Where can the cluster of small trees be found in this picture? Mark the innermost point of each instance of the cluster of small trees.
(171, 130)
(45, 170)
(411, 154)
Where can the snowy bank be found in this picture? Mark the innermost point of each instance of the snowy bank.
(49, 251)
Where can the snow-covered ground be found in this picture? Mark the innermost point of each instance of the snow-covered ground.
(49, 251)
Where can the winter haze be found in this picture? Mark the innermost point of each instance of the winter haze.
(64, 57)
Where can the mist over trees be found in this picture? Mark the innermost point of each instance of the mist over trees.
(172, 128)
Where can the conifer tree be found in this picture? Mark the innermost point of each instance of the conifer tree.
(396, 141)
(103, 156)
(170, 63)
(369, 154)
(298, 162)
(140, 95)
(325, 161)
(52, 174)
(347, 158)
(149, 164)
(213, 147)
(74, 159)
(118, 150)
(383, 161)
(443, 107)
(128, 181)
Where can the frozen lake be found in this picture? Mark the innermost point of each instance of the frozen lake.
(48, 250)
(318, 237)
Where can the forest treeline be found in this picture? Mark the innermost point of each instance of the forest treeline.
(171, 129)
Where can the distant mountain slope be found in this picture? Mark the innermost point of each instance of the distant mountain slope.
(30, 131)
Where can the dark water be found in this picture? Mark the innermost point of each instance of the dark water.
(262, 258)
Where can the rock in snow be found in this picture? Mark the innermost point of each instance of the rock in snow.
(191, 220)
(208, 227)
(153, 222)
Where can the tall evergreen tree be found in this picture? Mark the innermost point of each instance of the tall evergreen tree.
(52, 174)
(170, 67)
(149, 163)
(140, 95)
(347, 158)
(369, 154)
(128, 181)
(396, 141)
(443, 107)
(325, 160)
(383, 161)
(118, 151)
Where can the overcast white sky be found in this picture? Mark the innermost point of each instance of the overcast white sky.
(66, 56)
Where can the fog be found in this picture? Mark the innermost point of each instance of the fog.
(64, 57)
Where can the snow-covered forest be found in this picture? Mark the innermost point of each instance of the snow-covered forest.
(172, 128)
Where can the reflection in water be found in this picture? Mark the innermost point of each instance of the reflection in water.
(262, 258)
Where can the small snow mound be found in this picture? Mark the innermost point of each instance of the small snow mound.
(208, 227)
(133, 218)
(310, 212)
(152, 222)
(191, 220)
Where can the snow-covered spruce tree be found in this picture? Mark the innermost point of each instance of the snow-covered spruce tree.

------------------------

[What you should do] Write out all of the records above, word for word and in their original order.

[Task output]
Where can the cluster of small trees be found in this picture? Mark the innermost point of each instance of the cluster of small trees.
(171, 130)
(45, 170)
(411, 154)
Where can the snowy bank be found in this picture? Mark the innermost point of each instance of the snowy bank.
(49, 251)
Where can the snow-covered ground be found in this picture? Mark the innermost point of each instance of the snow-covered ground.
(49, 251)
Where can the winter haze be found in this picture? Mark the innermost point of each instance of the winter haze.
(64, 57)
Where can the mist over trees be found in this picture? Mark the innermost point of each instance of the mist over trees.
(172, 128)
Where can the conifer tree be found in this picture? Mark the innermost point of each instance of the conifer tree.
(396, 141)
(103, 156)
(170, 63)
(369, 154)
(298, 162)
(140, 95)
(325, 161)
(52, 174)
(347, 158)
(149, 164)
(213, 147)
(74, 159)
(118, 150)
(383, 161)
(443, 107)
(128, 181)
Where can the frozen lake be found in this picture? Mark the innermost point of each instance of the frozen lake.
(48, 250)
(318, 237)
Where can the forest treeline be found in this picture? Mark the innermost point of each instance of the forest treeline.
(171, 129)
Where can the distant mountain slope be found in this picture? Mark the innermost point of each instance of the distant mountain slope.
(30, 131)
Where can the dark water be found in this picture? Mark the innermost point of each instance of the dark water.
(262, 258)
Where can the rock in snow be found in this picture? Mark the innermost point of each instance of the rock in snow.
(191, 220)
(208, 227)
(153, 222)
Where can the tall evergreen tree be found in this picture? Mark the innermost point of each instance of the tall evergreen tree.
(52, 174)
(170, 67)
(149, 163)
(140, 95)
(347, 158)
(369, 154)
(128, 181)
(396, 141)
(443, 107)
(325, 160)
(383, 161)
(118, 151)
Where can the overcast white sky be found in this picture? Mark the innermost point of each instance of the overcast white sky.
(66, 56)
Where can the fog be found in this picture? Mark the innermost point of each instance of the fog.
(64, 57)
Where can the snow-covered forest be found in this picture? Mark the innermost point of each instance of the snow-covered forest.
(172, 128)
Where can the reflection in water be found in this picture? Mark the innermost point of each instance of the reflection in water.
(262, 258)
Where can the small snow mound be found in this picture? Mark the innermost point of each instance of the small snow mound.
(208, 227)
(133, 218)
(310, 212)
(152, 222)
(191, 220)
Where can the snow-covered spruce tree be found in this picture? Mark the innermost point of each instance of the snow-covered spruce tree.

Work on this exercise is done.